RECORDED INFORMATION START

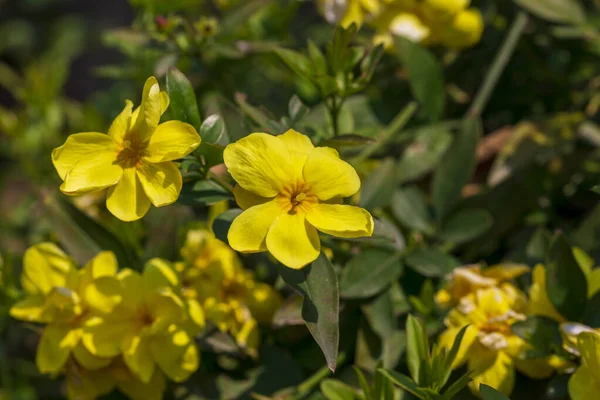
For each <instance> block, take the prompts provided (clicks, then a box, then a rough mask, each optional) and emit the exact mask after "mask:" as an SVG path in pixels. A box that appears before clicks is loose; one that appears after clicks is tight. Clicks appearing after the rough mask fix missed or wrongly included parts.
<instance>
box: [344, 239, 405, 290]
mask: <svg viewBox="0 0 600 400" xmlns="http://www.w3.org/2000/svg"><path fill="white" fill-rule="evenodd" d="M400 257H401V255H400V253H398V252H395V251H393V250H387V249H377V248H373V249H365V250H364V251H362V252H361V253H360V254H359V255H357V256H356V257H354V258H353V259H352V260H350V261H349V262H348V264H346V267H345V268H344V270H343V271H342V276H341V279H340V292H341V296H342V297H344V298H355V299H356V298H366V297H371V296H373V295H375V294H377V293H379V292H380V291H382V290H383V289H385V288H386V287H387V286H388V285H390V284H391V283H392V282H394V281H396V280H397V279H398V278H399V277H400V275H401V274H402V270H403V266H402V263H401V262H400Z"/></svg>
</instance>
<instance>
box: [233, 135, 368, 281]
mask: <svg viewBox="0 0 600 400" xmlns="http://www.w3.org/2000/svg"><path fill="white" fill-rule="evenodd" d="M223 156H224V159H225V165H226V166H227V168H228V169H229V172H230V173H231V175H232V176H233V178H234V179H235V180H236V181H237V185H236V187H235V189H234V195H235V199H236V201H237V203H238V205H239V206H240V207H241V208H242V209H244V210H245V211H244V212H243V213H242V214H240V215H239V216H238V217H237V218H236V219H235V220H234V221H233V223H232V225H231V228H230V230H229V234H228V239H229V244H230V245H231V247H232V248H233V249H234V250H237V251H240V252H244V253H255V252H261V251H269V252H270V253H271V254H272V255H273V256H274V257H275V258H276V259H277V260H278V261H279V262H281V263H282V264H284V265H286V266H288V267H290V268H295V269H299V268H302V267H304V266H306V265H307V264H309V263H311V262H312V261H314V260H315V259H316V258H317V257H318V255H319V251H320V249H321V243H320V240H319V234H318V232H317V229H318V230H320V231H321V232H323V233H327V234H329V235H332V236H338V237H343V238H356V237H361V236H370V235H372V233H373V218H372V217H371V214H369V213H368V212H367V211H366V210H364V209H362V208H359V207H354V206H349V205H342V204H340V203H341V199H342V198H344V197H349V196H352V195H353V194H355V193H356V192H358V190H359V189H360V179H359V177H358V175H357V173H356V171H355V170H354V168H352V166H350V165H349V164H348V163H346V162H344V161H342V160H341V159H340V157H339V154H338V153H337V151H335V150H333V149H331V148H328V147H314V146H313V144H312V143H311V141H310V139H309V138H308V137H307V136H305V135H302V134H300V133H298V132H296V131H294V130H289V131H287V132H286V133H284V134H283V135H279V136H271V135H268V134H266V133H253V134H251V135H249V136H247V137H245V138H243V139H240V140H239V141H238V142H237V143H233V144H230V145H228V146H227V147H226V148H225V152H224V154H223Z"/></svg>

RECORDED INFORMATION END
RECORDED INFORMATION START

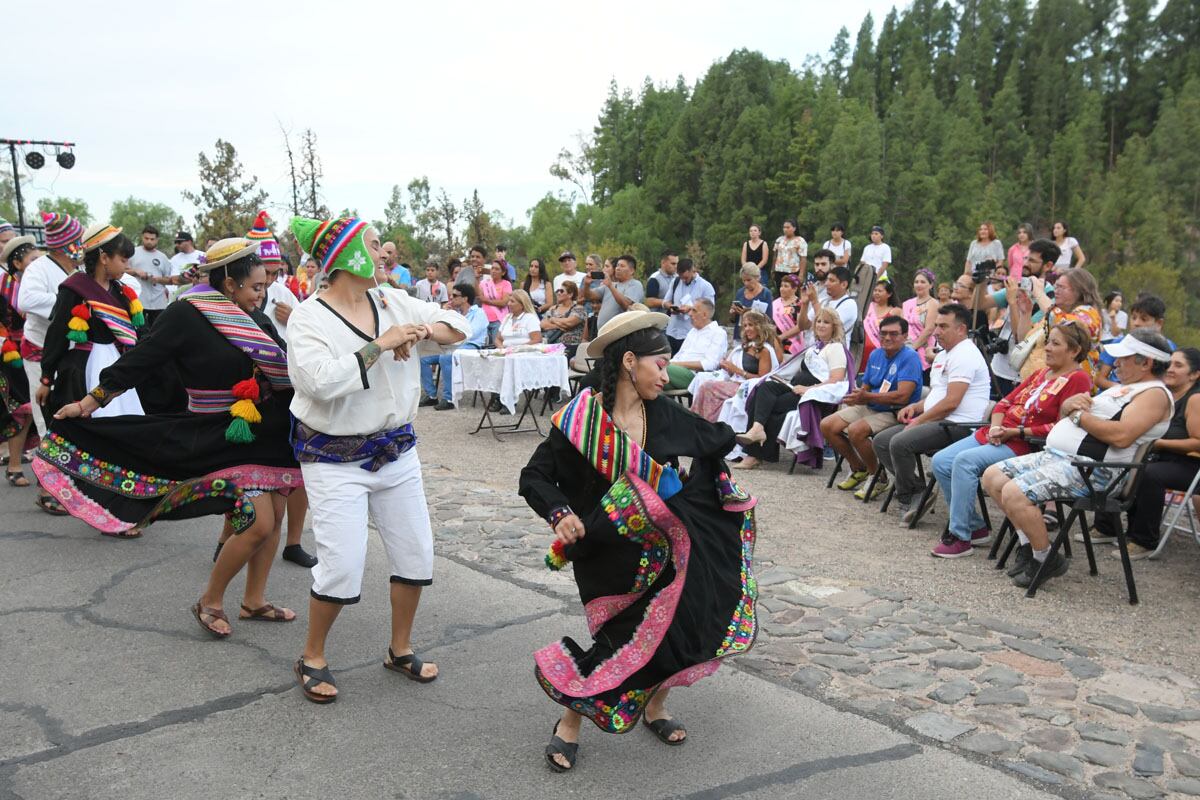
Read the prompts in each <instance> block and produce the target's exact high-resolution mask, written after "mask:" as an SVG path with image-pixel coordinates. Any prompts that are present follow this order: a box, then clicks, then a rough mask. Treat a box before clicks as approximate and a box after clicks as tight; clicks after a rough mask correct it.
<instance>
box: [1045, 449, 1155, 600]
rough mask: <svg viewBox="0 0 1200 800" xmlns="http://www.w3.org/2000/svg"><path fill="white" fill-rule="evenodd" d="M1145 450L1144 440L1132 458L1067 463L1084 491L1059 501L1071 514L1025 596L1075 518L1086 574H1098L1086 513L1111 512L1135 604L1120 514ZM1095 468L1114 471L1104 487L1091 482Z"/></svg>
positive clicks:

RECORDED INFORMATION END
RECORDED INFORMATION START

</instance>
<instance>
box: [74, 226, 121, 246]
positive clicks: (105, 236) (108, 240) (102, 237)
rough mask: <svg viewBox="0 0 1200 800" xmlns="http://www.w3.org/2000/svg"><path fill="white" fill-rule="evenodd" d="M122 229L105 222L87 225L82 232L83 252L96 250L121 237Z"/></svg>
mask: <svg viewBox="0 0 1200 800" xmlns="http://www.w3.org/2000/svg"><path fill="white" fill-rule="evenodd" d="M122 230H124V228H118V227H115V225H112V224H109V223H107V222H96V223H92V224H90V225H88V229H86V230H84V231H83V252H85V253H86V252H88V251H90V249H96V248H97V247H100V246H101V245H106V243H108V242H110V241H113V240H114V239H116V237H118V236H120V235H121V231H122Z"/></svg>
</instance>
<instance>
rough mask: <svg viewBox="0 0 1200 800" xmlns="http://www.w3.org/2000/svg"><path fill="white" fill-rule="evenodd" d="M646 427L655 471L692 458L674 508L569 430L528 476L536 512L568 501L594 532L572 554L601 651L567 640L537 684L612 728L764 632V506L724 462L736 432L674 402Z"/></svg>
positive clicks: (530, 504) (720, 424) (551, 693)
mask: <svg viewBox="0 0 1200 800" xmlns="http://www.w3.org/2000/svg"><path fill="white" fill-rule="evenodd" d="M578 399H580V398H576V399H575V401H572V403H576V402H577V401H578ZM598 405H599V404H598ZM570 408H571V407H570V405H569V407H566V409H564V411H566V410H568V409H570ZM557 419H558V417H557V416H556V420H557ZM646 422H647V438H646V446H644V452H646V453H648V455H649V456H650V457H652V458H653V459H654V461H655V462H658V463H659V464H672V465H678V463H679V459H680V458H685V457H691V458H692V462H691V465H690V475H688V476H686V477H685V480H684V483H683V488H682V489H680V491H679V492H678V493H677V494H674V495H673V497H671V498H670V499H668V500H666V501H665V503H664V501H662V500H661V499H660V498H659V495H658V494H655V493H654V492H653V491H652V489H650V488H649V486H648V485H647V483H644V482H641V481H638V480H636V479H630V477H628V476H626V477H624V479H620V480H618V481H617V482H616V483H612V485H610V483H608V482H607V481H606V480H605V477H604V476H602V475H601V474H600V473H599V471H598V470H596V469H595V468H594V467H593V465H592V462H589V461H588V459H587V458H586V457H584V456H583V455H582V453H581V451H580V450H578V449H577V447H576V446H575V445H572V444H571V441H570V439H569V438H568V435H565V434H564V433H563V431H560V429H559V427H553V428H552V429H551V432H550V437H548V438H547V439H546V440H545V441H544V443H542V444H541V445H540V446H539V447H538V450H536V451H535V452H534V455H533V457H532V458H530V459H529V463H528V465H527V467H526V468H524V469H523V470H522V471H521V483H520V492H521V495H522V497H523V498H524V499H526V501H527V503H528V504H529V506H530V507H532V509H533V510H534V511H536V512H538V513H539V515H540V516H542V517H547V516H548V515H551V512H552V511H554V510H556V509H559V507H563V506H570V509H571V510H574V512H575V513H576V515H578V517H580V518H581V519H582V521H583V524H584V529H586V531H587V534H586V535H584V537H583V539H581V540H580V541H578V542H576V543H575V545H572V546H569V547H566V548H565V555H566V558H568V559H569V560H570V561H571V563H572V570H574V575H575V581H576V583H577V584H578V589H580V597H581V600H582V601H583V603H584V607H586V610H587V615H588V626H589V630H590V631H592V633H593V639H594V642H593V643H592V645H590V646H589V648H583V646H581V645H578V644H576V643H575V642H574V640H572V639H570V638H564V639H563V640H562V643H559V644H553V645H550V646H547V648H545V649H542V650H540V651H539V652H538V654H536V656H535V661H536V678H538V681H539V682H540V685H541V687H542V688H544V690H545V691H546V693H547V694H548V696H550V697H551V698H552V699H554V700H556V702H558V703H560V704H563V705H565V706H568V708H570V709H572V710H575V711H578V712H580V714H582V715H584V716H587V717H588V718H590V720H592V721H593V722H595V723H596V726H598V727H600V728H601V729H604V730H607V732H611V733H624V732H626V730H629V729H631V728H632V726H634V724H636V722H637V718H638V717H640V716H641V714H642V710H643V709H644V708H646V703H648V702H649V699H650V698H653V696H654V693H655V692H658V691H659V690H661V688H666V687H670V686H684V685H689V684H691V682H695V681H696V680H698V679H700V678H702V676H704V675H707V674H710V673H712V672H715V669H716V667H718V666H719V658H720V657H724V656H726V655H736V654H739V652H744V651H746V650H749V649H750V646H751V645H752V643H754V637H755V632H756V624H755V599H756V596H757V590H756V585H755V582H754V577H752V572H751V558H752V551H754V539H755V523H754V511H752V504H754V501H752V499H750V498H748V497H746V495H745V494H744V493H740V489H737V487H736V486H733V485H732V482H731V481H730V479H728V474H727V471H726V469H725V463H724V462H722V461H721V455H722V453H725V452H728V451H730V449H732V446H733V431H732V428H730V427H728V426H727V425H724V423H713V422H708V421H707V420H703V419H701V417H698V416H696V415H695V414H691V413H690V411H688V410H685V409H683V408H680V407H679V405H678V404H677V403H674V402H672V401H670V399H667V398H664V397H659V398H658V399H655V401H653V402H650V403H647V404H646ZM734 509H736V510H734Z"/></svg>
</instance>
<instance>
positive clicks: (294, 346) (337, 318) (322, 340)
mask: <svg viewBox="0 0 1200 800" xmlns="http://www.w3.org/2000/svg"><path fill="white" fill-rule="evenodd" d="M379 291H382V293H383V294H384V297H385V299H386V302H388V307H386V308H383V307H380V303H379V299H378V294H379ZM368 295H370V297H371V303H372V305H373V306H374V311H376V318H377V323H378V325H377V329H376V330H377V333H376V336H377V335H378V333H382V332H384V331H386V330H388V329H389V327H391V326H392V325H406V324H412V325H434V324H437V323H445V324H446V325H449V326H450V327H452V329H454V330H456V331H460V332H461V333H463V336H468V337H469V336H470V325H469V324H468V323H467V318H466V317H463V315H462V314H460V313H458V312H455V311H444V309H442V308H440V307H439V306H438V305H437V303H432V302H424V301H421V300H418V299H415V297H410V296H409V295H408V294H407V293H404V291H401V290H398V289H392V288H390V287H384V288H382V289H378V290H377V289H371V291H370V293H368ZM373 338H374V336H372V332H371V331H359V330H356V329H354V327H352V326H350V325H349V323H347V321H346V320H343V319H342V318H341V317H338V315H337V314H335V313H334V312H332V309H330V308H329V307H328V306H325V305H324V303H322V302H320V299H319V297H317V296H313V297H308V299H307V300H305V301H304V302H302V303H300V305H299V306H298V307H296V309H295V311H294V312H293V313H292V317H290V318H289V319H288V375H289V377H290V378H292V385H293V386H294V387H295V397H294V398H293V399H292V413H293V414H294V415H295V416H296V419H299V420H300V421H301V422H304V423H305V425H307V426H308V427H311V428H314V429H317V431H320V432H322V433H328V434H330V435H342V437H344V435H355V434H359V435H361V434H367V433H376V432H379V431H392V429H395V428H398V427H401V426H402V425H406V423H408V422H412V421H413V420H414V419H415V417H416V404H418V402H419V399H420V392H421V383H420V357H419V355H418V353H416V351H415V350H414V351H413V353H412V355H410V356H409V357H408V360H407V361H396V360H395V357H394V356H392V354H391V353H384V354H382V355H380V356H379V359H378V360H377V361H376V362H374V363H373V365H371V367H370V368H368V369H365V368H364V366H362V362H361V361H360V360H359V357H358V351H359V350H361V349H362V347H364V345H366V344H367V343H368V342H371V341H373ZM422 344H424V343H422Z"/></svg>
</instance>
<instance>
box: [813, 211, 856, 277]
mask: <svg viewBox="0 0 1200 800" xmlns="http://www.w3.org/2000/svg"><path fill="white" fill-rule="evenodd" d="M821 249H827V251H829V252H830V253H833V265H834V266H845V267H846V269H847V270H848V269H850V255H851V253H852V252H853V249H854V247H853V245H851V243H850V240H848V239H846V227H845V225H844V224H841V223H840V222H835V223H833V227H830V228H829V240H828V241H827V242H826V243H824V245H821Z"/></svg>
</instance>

RECORDED INFORMATION END

THE TASK. Every line above that holds the word "each" should be copied out.

RESULT FOR THIS EXERCISE.
For each <instance> block, take the prompts provided (clicks, then a box, then a rough mask, each optional) and emit the exact mask after "mask:" as an SVG path in pixels. A box that appears before clicks is loose; one that appears after clicks is tight. Clicks appearing after the rough mask fix missed or wrongly included parts.
Read the prompts in each <instance> block and produce the target's exact high-resolution mask, written after "mask:" as an SVG path with image-pixel coordinates. Any prompts that are present follow this order: a box, then clicks, then a rough mask. Treat a box before clicks as approximate and a box after clicks as tight; clicks after a rough mask correct it.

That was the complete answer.